■ **SOURCE TEXT**
Thomson writes that in this case (ii) would clearly be wrong. Say I think it would be a good deed to turn the switch. Still, I am surely not entitled to impose the cost of my good deed on Bob when I could bear the cost myself. By analogy, Thomson writes,

Compare the following possibility. I am asked for a donation to Oxfam. I want to send them some money. I am able to send money of my own, but I don’t feel like it. So I steal some from someone else and send that money to Oxfam. That is pretty bad. But if the bystander proceeds to turn the trolley onto the one on the right-hand track in Bystander’s Three Options, then what he does is markedly worse, because the cost in Bystander’s Three Options isn’t money, it is life.

So when we face three options, (ii) is wrong. And while altruistic suicide (iii) is permissible, morality cannot require me to kill myself to save the five, even if we all agreed that it would be a good deed. Even if altruistic suicide is the only permissible way to save the five, it isn’t required.

In a fascinating aside, Thomson also suggests that choosing (iii), while permissible, may be kinda messed up anyhow:

I stop to mention my impression that altruism that rises to this level is not morally attractive. Quite to the contrary. A willingness to give up one’s life simply on learning that five others will live if and only if one dies is a sign of a serious moral defect in a person.

Hardcore libertarian commenters (you know who you are) take note. Even if you disagree, it still wouldn’t follow from the fact that you would be willing to die to save five that you can permissibly kill someone else (Bob, the Fat Man, or the unwilling organ donor) to save five.

Thomson’s argument concludes with another genius move. Say I am examining the switch, and I then find that (iii) is actually not an option—altruistic suicide is off the table. Now we are back to the original Trolley problem but the impermissibility of (ii) remains. It is still impermissible for me to turn the trolley and kill Bob, making him pay the cost of my ‘good deed.’

So let’s take stock. If I am not required to kill myself to save the five (iii) then it is permissible to do nothing (i).  Killing Bob (ii) is not permissible, regardless of whether (iii) is an option. So in the original trolley case we ought to do nothing (i). Point is, don’t kill Bob.

I love Thomson’s argument, and I think it’s a great illustration of how weighty negative duties are. Still, I’m not sure that the trolley problem is, as she suggests, a non-problem after all. On this case I agree with Thomson’s judgment, but my intuitions remain frustratingly unclear about the weight of negative and positive duties more generally. Yes, negative duties are especially weighty. But this is not to say that they have absolute weight over positive duties or that positive duties don’t exist.

What if there were 500 people on the track and Bob’s life on the other one? Even then I am hesitant to say we can kill Bob. This case just looks too close to those ticking bomb cases, or the assassin case, and I think Jeremy Waldron’s response to the ticking bomb argument for torture is compelling:

Law and morality and religion requires that in no circumstances is torture to be used. The law is unambiguous, it’s a total prohibition. And for some of us, our morality dictates the same. We [should] take responsibility for the consequences of the bomb’s explosion, for the consequences of our morality.

As with torture, the same goes for killing. Still, if the numbers get high enough—I just don’t know what to do with those cases.

On the other hand, there are troubling counter examples to thinking that all negative duties have absolute priority. While I couldn’t permissibly kill Bob, could I injure him or destroy his property? Say I cannot bear the costs myself. It seems like I could divert the track in a way that ran over Bob’s toe, or his iPod, in order to save the five. Probably I should too. After all, if there were nothing on the other track then it would be really awful (and intuitively wrong) if I didn’t turn the trolley. How do we make sense of this? At what point does it become wrong to make Bob pay the price of my ‘good deed’?

■ **INFORMATION PROVIDED**
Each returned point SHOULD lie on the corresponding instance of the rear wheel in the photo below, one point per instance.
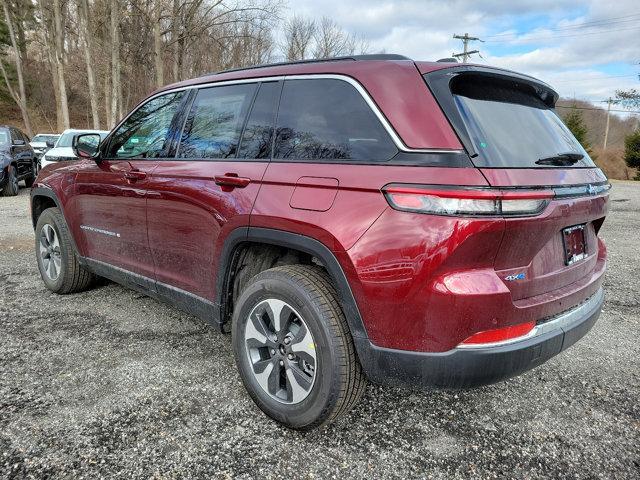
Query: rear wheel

■ **COMPLETE THE FOLLOWING**
[a] Could you copy the trolley problem text above word for word, everything from "I stop to mention" down to "in a person."?
[b] In the trolley problem text above, which people are named in parentheses as someone else you could not permissibly kill to save five, even if you were willing to die for them yourself?

■ **ANSWERS FOR THIS EXERCISE**
[a]
I stop to mention my impression that altruism that rises to this level is not morally attractive. Quite to the contrary. A willingness to give up one’s life simply on learning that five others will live if and only if one dies is a sign of a serious moral defect in a person.

[b]
- Bob
- the Fat Man
- the unwilling organ donor